» **DATA FOR THIS TASK**:
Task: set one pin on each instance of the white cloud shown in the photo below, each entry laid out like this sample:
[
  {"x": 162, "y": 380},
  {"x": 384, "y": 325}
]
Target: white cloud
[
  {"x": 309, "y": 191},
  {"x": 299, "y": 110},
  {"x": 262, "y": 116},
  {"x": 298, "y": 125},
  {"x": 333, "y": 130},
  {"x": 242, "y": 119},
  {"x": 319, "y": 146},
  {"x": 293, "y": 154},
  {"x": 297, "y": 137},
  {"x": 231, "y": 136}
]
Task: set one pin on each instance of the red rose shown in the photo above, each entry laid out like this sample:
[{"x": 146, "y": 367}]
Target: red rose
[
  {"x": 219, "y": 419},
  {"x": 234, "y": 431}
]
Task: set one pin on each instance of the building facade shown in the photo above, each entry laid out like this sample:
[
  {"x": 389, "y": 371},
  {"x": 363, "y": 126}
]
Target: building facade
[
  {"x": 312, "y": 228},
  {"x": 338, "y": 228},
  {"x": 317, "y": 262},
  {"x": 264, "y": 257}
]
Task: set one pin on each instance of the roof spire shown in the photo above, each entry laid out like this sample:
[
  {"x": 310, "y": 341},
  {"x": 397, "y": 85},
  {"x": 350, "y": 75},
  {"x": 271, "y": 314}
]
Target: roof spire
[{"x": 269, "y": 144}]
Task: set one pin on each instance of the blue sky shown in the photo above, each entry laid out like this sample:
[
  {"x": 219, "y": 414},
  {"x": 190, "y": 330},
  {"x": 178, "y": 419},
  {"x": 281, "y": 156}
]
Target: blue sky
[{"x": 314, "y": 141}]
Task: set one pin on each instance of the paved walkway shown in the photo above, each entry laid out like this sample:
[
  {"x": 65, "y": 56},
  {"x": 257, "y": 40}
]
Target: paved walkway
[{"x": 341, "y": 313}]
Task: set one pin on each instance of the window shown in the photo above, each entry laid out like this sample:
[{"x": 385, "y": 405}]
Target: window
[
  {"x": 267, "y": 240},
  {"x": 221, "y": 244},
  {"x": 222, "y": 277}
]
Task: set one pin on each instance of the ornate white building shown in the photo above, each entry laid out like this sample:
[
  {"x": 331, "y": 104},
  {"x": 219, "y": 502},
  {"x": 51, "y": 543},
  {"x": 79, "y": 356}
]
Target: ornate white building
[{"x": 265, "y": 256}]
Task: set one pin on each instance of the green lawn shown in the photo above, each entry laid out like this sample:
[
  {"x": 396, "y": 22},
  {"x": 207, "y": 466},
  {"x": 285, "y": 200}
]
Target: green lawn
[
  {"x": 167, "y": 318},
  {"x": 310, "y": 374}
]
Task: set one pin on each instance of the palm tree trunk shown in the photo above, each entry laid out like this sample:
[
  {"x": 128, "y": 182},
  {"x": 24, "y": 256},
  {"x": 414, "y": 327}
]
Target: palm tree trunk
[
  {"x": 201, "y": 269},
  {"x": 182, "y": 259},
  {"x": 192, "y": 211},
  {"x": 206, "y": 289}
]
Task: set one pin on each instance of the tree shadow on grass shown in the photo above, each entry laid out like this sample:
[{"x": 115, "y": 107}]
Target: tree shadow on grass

» **EXERCISE INSTRUCTIONS**: Can you print all of the entries above verbatim, changing nothing?

» **RESPONSE TO THE TASK**:
Task: set one pin on each instance of the white cloud shown in the photo below, each entry laid out like this sample:
[
  {"x": 162, "y": 380},
  {"x": 384, "y": 325}
]
Target: white cloud
[
  {"x": 309, "y": 191},
  {"x": 299, "y": 110},
  {"x": 262, "y": 116},
  {"x": 298, "y": 125},
  {"x": 333, "y": 130},
  {"x": 242, "y": 119},
  {"x": 319, "y": 146},
  {"x": 293, "y": 154},
  {"x": 297, "y": 137},
  {"x": 231, "y": 136}
]
Task: set one pin on each instance of the red rose shown in the photo above, each entry laid out like this sample:
[{"x": 146, "y": 367}]
Target: red rose
[
  {"x": 219, "y": 419},
  {"x": 234, "y": 431}
]
Task: set one pin on each instance of the building facade shown in the photo above, each entry laid out like this sample:
[
  {"x": 389, "y": 371},
  {"x": 363, "y": 126}
]
Target: building facade
[
  {"x": 312, "y": 228},
  {"x": 338, "y": 228},
  {"x": 317, "y": 262},
  {"x": 264, "y": 257}
]
Task: set one pin on each instance of the roof spire shown in the photo above, each entry laid out like this sample:
[
  {"x": 310, "y": 341},
  {"x": 397, "y": 85},
  {"x": 350, "y": 75},
  {"x": 271, "y": 314}
]
Target: roof spire
[{"x": 269, "y": 144}]
Task: set one pin on each instance of the blue sky shown in the photo above, each entry laid out like this sample:
[
  {"x": 219, "y": 414},
  {"x": 190, "y": 330},
  {"x": 178, "y": 419},
  {"x": 281, "y": 156}
]
Target: blue sky
[{"x": 314, "y": 141}]
Task: set one pin on each instance of the paved walkway shown in the photo above, each entry laid out like this sample:
[
  {"x": 65, "y": 56},
  {"x": 257, "y": 40}
]
Target: paved walkway
[{"x": 341, "y": 313}]
Task: set one pin on each instance of the window shown in the photo above, each entry laid out like this sample:
[{"x": 385, "y": 405}]
Target: window
[
  {"x": 267, "y": 240},
  {"x": 221, "y": 244},
  {"x": 222, "y": 277}
]
Task: set one pin on each instance of the ornate white building shown in the photo above, each entry laid out like this sample:
[
  {"x": 331, "y": 104},
  {"x": 219, "y": 502},
  {"x": 51, "y": 543},
  {"x": 79, "y": 356}
]
Target: ornate white building
[{"x": 265, "y": 256}]
Task: set one pin on each instance of the green lawn shown in the photo above, each entry laid out like this sample:
[
  {"x": 396, "y": 22},
  {"x": 207, "y": 466},
  {"x": 285, "y": 200}
]
Target: green lawn
[
  {"x": 167, "y": 318},
  {"x": 310, "y": 374}
]
Task: set one pin on each instance of the palm tree trunk shown in the photo above, each entry laid out like this sample:
[
  {"x": 128, "y": 182},
  {"x": 24, "y": 256},
  {"x": 414, "y": 327}
]
Target: palm tree trunk
[
  {"x": 201, "y": 269},
  {"x": 182, "y": 259},
  {"x": 192, "y": 211},
  {"x": 206, "y": 289}
]
Task: set one pin on each instance of the tree shadow on grass shown in the photo above, each entry laid out like this sample:
[{"x": 115, "y": 107}]
Target: tree shadow on grass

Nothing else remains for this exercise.